TASK INSTRUCTIONS ::
- A) Reproduce the forum thread from "Mustard gas coming" to "## annemarievdh (4/7/14)", swapping "tiger" for "phoenix".
- B) Please show each line of the rows that holds the string "post", treating uppercase and lowercase as different.

TEXT BLOCK ::
# When That Dry Hit Sneaks Up On You



## Alex (3/7/14)

http://www.reddit.com/r/electronic_cigarette/comments/29r3bp/they_werent_kidding_about_dry_hits/

This is really good thread, had me in stiches, because I can relate.

Reactions: Funny 2


----------



## Andre (4/7/14)

Lol, "...like kissing satan's asshole....".

Reactions: Funny 1


----------



## Alex (4/7/14)

"
The worst part when you take a lung hit is that you don't taste it at first and then you realize what just happened all while knowing that the exhale is going to make you want to drown puppies.
Thought process; you take your hit thinking how awesome the flavor and the cloud will be.
You take the biggest hit since Hiroshima got bombed. Man this is going to be sweet.
Wait wait wait... That didn't taste like {insert flavor here}
Too late.
So much anger.
I want to cry.
I'm going to punch a hole in the wall.
Do I face the music or do I end my life?
I face the music. I gain +5 courage.
This is what it must have felt like landing on the beach at Normandy.
You exhale.
Mustard gas coming out of your lung into your nose and mouth.
Mix of anger, regret and relief.
It's over.
You are reborn as a tiger.
"

Reactions: Agree 1 | Funny 3


----------



## annemarievdh (4/7/14)

It's the worst when you new and don't know what your doing and have no idea whats comming


----------



## MarkK (4/7/14)

"I face the music. I gain +5 courage."
LoL
nice one!


----------

ENTRIES ::
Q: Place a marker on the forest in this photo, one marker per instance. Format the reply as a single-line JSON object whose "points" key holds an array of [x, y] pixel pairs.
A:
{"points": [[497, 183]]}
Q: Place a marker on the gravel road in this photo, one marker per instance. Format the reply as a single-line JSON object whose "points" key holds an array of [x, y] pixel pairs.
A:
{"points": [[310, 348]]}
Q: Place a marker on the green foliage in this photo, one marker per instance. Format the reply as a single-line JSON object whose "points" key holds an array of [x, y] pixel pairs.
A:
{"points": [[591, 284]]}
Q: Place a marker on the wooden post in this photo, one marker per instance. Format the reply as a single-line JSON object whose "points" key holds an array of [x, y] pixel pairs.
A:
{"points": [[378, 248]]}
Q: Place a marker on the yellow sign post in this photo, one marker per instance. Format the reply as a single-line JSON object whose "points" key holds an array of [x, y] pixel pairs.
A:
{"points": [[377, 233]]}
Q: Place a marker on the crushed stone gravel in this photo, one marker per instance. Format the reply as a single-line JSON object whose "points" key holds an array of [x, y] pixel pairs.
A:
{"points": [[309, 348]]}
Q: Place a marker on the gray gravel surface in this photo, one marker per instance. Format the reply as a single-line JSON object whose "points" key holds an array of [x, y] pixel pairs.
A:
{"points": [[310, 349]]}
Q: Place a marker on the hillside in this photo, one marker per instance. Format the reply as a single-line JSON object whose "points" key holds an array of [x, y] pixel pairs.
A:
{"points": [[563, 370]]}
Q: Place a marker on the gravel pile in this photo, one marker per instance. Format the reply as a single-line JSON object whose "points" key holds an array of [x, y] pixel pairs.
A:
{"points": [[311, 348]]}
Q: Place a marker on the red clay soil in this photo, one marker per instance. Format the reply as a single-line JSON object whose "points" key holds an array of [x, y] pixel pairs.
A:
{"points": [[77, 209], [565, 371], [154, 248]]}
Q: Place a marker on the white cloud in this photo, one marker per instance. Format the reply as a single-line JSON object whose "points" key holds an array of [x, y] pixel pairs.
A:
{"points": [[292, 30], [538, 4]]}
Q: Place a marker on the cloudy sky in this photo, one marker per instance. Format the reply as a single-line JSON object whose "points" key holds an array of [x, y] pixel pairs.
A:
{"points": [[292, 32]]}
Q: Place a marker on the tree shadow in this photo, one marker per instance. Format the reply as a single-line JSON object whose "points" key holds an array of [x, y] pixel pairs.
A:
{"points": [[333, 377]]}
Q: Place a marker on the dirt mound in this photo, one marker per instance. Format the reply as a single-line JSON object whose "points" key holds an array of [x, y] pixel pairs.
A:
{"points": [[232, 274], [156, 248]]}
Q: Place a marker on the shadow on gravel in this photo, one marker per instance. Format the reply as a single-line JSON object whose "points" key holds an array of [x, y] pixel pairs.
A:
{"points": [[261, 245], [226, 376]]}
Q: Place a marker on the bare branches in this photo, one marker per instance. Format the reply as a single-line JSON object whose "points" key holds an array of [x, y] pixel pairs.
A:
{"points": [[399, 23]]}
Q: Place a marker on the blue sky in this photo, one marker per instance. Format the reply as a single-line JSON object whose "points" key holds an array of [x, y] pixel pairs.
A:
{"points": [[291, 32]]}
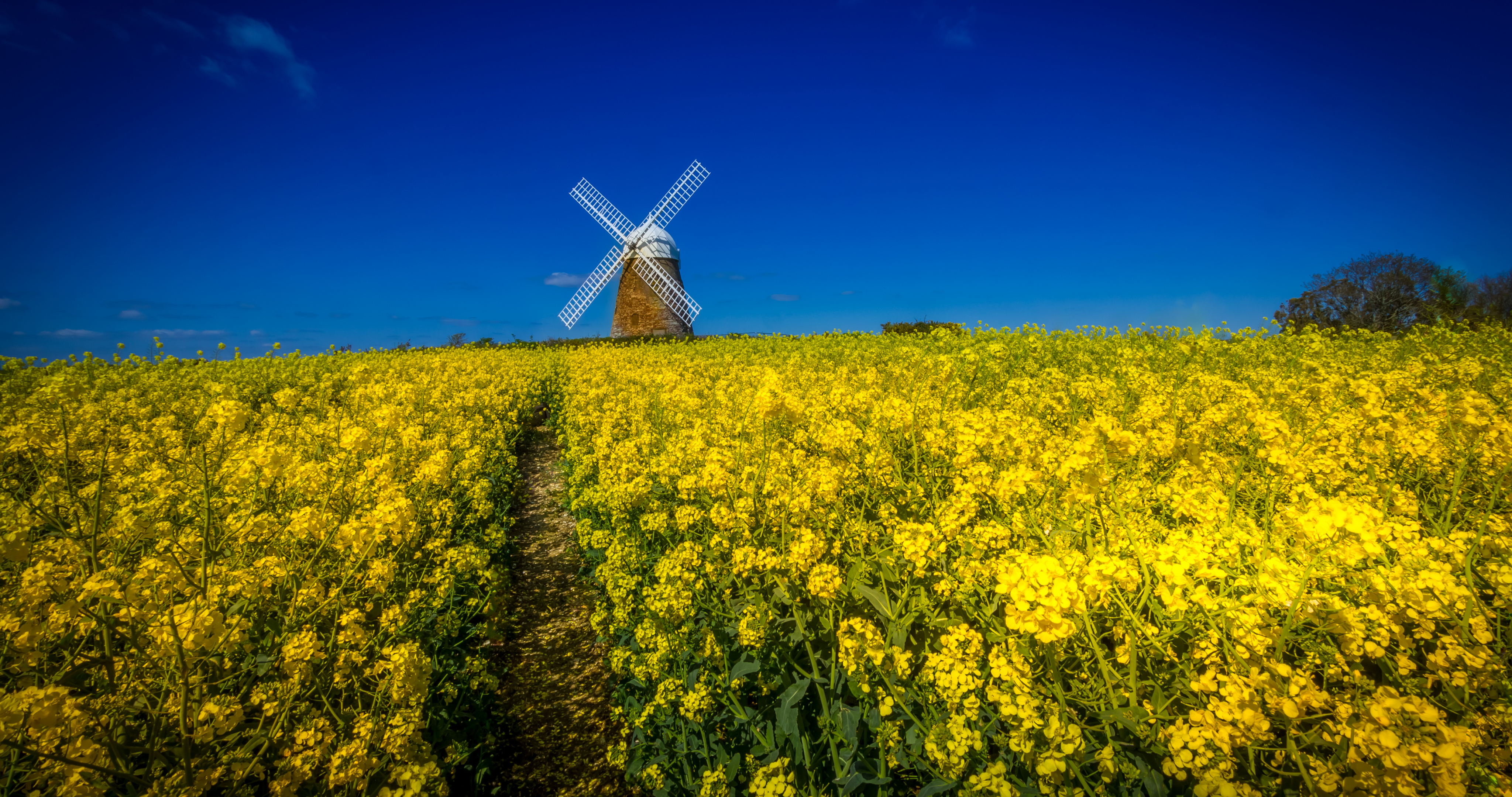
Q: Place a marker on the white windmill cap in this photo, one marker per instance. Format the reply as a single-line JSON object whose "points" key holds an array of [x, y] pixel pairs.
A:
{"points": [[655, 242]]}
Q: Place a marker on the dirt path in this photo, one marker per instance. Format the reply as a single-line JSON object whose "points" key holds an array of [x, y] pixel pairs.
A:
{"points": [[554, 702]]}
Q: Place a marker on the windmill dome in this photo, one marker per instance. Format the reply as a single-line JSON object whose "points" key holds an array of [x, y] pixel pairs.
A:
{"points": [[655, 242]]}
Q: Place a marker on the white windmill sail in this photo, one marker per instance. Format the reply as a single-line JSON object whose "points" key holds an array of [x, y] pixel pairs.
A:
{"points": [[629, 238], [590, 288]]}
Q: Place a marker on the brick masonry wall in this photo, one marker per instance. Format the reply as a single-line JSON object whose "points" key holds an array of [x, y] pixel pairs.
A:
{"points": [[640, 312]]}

...

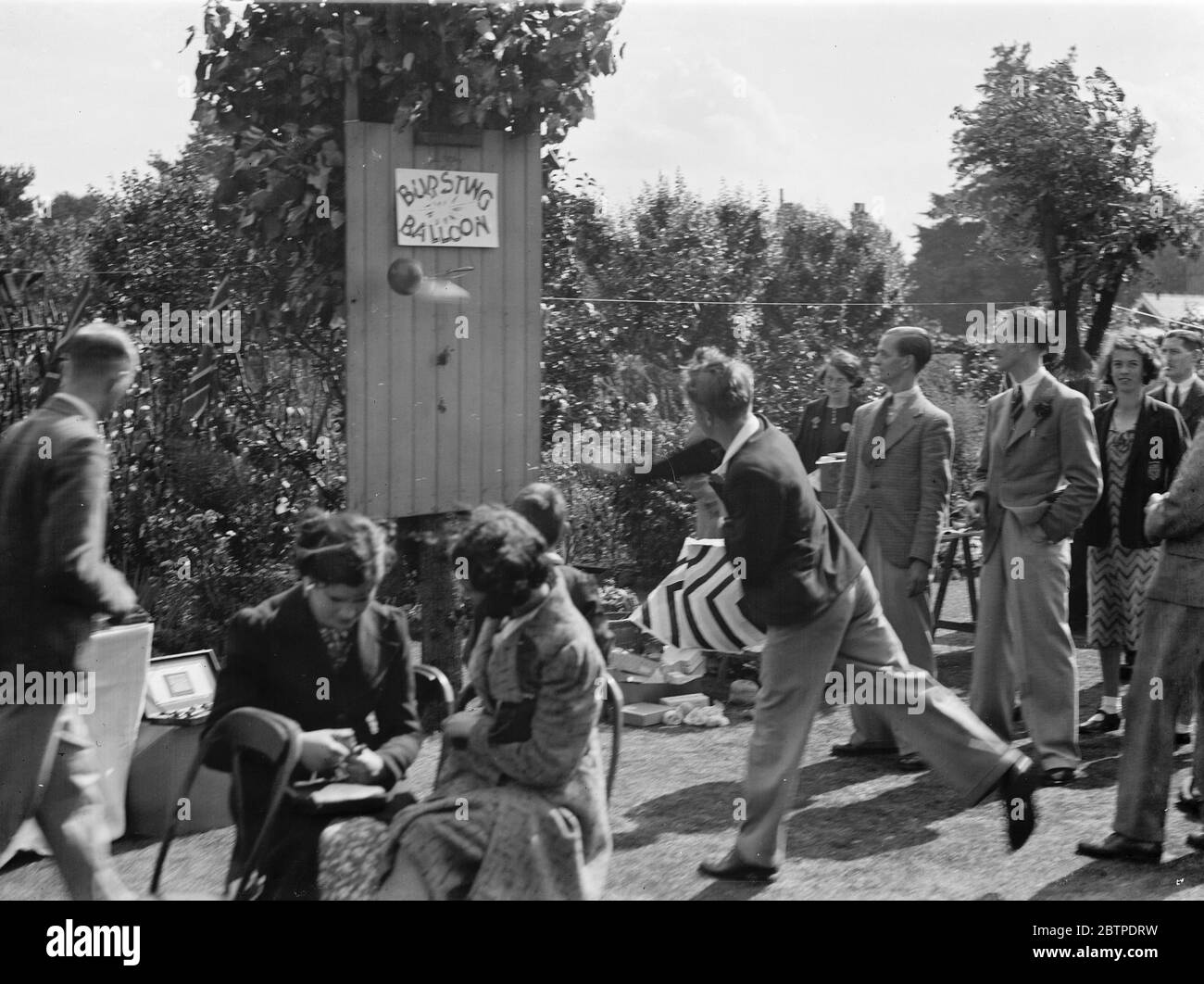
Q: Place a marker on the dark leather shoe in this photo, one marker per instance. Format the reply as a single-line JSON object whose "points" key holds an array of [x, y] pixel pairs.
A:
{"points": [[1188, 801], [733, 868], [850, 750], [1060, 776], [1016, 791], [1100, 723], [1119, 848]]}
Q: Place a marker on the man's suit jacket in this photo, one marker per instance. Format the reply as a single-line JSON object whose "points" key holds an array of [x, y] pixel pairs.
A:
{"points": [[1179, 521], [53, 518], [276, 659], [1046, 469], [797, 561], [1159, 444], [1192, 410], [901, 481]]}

PER-TASK ANSWERS ::
- A)
Mustard gas coming out of your lung into your nose and mouth.
Mix of anger, regret and relief.
It's over.
You are reborn as a phoenix.
"

Reactions: Agree 1 | Funny 3


----------



## annemarievdh (4/7/14)

- B)
Q: Place a marker on the wooden post in this photo, one marker per instance. Format the reply as a single-line JSON object whose "points" key holds an array of [x, y] pixel pairs.
Q: Place a marker on the yellow sign post in this photo, one marker per instance. Format the reply as a single-line JSON object whose "points" key holds an array of [x, y] pixel pairs.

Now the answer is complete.